• Objective 1: Name every topping the Sunshine Coast travel piece says is on the Kamikaze Fries.

There are two types of summer holiday-makers in South Africa.
The ones who prefer beach holidays - salty, sandy days of lounging in the sun, reading a book or filling a crossword. And the buzz-seekers - those who like zooming across the water on jet-skis or being dragged behind a boat...
That was me a couple months ago, hanging onto a tube for dear life as the boatman tried his utmost to steer my little rubber doughnut into the incoming waves... sending me over a series of rapids before I finally succumbed to my own hysterical laughter and landed in the murky Kowie with a mouthful of river water.
There's a reason they call this the Adventure Province.
The seaside towns of the Sunshine Coast may be sleepy and grey in the off-season but come springtime, adventurers flock to this coastal river network with its estuaries and floating restaurants.
If you're a newbie on the Sunshine Coast, the best place to start is Port Alfred. Here, you'll learn pretty quickly that most locals have their own boats. Fret not, for there are jovial holiday-makers-slash-entrepreneurs who do sunset cruises and fishing trips for folks like us. We had a lovely time with Cunny Kla Nie River Cruises, who also offer a lekker braaivleis on the barge.
Sundowners are best enjoyed at Tash's Craft Bar on a small isthmus in the middle of the Kowie. For the best grub, nothing beats The Royal St Andrews Hotel's Highlander Pub with its old-school feel. The food is moreish and decadent - think pub classics like schnitzels and ribs. And then there's the thing everyone keeps going back for... the fiery sting of their legendary Kamikaze Fries. Crispy, goldens laden with freshly chopped chillies, roast garlic, a homemade aioli and a secret mix of hot spices!

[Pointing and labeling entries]

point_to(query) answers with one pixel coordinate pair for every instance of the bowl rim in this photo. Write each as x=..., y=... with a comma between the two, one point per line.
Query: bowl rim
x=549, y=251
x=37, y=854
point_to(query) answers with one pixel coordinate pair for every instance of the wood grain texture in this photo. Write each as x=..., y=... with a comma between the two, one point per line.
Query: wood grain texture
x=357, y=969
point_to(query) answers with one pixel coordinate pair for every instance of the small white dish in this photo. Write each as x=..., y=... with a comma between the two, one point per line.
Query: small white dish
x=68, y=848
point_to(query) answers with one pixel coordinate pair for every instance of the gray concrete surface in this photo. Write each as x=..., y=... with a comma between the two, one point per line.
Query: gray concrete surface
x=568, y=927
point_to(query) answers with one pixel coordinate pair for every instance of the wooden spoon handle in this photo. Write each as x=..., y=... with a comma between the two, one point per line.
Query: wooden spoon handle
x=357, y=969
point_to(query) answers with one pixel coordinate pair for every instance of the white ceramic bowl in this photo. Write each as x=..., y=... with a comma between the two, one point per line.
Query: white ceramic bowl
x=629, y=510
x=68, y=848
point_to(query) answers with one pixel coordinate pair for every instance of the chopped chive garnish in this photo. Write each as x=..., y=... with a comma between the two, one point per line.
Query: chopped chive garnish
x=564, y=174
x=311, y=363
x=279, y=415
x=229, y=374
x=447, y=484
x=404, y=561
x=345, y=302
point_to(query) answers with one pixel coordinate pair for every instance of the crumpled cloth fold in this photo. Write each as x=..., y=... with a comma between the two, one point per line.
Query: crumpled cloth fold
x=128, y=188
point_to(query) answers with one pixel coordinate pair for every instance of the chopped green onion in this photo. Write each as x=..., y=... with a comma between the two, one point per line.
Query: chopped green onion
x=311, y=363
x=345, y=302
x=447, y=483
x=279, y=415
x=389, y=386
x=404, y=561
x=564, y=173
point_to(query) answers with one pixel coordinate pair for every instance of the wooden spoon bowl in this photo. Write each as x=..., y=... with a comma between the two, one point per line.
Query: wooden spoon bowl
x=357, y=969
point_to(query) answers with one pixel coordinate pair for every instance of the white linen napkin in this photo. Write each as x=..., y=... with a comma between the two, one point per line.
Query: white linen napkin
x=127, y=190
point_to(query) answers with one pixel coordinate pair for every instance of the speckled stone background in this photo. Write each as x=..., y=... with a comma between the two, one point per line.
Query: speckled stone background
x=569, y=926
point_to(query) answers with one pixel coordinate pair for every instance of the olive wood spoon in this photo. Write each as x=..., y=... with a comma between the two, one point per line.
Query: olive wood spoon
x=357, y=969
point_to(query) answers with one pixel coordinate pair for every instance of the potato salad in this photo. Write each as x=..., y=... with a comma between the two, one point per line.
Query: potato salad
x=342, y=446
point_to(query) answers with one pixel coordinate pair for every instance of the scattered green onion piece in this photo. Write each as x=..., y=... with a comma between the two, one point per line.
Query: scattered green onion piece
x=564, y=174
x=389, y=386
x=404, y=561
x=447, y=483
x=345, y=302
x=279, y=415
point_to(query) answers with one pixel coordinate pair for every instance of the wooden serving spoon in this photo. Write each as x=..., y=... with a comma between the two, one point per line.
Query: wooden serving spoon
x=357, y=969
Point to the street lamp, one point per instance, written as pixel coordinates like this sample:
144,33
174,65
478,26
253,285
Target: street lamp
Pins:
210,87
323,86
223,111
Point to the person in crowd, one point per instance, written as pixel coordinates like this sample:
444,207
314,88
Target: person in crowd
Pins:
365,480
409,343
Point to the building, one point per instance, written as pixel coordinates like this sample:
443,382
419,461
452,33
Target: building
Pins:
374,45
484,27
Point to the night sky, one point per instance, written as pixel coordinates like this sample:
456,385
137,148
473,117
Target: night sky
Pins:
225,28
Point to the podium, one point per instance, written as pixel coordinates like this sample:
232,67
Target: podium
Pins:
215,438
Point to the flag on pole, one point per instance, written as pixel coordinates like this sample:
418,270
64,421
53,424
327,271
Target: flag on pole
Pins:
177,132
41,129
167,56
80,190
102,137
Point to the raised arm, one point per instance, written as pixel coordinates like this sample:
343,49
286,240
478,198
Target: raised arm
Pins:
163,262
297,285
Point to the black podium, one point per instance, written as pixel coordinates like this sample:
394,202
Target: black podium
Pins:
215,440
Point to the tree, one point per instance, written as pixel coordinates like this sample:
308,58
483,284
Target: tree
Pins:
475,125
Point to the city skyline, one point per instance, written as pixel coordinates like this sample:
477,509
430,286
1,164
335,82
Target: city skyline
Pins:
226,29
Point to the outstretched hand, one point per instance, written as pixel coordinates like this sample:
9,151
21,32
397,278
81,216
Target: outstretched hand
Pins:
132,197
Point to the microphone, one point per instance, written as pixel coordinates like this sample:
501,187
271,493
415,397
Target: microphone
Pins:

• Objective 2: Recast the part of the records that opens with their first line and closes with the line containing "x=37, y=854" as a Markdown table with columns "No." and "Line", numbering each row and leaving out blank lines.

• Exercise solution 1:
- Freshly chopped chillies
- Roast garlic
- A homemade aioli
- A secret mix of hot spices

• Exercise solution 2:
| No. | Line |
|---|---|
| 1 | point_to(query) answers with one pixel coordinate pair for every instance of the bowl rim in this photo. Write each as x=..., y=... with a comma between the two, one point per line. |
| 2 | Query: bowl rim |
| 3 | x=549, y=251 |
| 4 | x=37, y=854 |